Saved entries:
○ ○ ○ ○ ○

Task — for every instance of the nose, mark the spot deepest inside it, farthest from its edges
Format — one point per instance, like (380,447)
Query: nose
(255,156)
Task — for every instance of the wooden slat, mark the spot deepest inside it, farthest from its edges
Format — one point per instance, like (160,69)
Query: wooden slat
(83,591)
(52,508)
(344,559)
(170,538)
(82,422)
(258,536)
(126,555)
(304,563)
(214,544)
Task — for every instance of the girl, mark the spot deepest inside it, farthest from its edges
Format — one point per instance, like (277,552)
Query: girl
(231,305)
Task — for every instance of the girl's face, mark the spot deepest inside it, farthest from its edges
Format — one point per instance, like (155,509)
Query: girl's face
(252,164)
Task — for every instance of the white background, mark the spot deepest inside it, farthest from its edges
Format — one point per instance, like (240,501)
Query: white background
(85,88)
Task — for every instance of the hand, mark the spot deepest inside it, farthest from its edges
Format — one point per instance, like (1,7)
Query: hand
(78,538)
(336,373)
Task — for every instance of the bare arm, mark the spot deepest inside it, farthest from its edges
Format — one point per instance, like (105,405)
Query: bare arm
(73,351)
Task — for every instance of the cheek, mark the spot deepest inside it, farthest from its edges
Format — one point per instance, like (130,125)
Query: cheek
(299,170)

○ ○ ○ ○ ○

Rescale the stretch from the line containing "Task — for every instance of the cheek, mark" through the end of the material: reproduce all of its lines, requests included, multiplying each point coordinate in the answers by 0.8 and rounding to whole numbers, with halves rounded up.

Task — for every instance of the cheek, mark the spot deepest inside it, farthest from its edges
Format — one point per instance, like (130,125)
Query: cheek
(239,136)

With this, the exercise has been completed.